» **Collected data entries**
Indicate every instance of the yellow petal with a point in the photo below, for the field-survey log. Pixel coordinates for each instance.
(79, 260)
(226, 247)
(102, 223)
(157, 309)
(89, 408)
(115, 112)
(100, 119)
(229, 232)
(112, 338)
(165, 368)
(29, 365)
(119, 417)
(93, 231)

» **EXERCISE DESCRIPTION**
Rewrite every line of the records above, requests included, scaling each coordinate value in the answers by a factor of 1.5 and rounding to the nearest whole number, with halves rounded up.

» **WRITTEN SOLUTION**
Indicate every instance of the yellow petal with a point in the photo below, for the field-survey log. Pixel coordinates for each instance.
(119, 390)
(339, 371)
(153, 335)
(236, 464)
(134, 612)
(173, 168)
(150, 179)
(344, 348)
(168, 507)
(248, 552)
(44, 548)
(179, 626)
(140, 347)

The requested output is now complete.